## SOURCE MATERIAL

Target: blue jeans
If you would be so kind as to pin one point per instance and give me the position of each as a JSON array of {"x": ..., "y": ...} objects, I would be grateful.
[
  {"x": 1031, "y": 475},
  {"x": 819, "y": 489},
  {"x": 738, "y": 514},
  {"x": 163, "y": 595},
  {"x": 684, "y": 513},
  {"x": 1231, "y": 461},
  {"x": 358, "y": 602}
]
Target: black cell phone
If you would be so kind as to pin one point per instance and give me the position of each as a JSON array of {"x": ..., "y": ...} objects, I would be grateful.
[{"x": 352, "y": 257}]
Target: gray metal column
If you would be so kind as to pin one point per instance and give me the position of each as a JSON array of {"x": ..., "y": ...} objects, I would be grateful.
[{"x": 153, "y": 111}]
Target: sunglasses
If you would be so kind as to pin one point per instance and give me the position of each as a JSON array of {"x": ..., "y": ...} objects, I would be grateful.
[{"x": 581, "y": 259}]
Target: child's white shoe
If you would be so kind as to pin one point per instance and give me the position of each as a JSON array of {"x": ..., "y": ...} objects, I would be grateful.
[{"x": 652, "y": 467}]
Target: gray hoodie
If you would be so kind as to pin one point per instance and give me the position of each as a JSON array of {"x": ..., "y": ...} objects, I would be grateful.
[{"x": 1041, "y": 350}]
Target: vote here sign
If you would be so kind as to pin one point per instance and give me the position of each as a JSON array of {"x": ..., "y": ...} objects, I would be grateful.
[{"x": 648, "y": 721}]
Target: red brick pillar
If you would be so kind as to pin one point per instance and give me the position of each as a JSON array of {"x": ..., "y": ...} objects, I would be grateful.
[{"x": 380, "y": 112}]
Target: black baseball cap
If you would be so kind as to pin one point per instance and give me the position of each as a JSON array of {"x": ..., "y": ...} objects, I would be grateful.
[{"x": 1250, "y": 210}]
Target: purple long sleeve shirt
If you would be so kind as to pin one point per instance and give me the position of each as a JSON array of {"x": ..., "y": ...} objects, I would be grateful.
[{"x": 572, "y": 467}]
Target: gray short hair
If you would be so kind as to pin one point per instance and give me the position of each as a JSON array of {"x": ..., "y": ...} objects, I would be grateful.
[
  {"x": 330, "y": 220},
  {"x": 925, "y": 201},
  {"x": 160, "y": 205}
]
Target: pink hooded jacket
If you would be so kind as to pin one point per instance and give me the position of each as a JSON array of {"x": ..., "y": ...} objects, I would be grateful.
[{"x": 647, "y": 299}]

## PROMPT
Write out all the items above again, word for word, including every answer.

## CORRECT OUTPUT
Target: blue jeans
If you would be so kind as to pin one point per instance and give me the position of each as a JSON array of {"x": ..., "y": ...} objects, I would be grateful.
[
  {"x": 1031, "y": 475},
  {"x": 819, "y": 489},
  {"x": 738, "y": 514},
  {"x": 163, "y": 595},
  {"x": 684, "y": 513},
  {"x": 1231, "y": 461},
  {"x": 358, "y": 602}
]
Target: black cell phone
If you would be so kind as to pin one point per instance and give me the position of each as a JSON array of {"x": ..., "y": ...} objects, I would be grateful.
[{"x": 352, "y": 257}]
Target: gray metal column
If you would be so kind as to pin one point per instance and give me the position of each as a JSON array of {"x": ..., "y": ...} objects, I would be grateful.
[{"x": 153, "y": 111}]
Target: sunglasses
If you would be so kind as to pin one point per instance and give me the position of each as a JSON array of {"x": ..., "y": ...} objects, I would be grateful.
[{"x": 581, "y": 259}]
Target: child's white shoe
If you would be so kind as to pin one point per instance and give me the position of each as a JSON array of {"x": ..., "y": ...} objects, I would be grateful.
[{"x": 652, "y": 467}]
Target: gray hoodie
If you would be so kind as to pin one point per instance and give me the position of each as a JSON array of {"x": ..., "y": ...} objects, I would be grateful.
[{"x": 1041, "y": 350}]
Target: vote here sign
If you would be so kind as to pin one point per instance and give me the position of each as a JSON array of {"x": ..., "y": ...} objects, I would be grateful.
[{"x": 648, "y": 721}]
Target: red brick pillar
If you would be so kind as to pin one point per instance and give me the position of each as a JSON array of {"x": ..., "y": ...} objects, I would be grateful.
[{"x": 380, "y": 112}]
Target: black baseball cap
If you would be so kind as to pin one point per instance and give me the position of each as a JSON array of {"x": ..., "y": ...} objects, I would be grateful.
[{"x": 1250, "y": 210}]
Target: purple long sleeve shirt
If you would be so kind as to pin one point per instance and give me the position of each as a JSON array of {"x": ..., "y": ...} objects, I would be grateful.
[{"x": 572, "y": 467}]
Target: gray short hair
If you would be so kind as to pin one point per instance and give me the position of each as a JSON array of {"x": ..., "y": ...} objects, I would be grateful.
[
  {"x": 330, "y": 220},
  {"x": 925, "y": 201},
  {"x": 160, "y": 205}
]
Target: pink hooded jacket
If you would be so kind as to pin one point per instance and give me the position of each as a JSON array of {"x": ..., "y": ...} objects, I would be grateful.
[{"x": 647, "y": 299}]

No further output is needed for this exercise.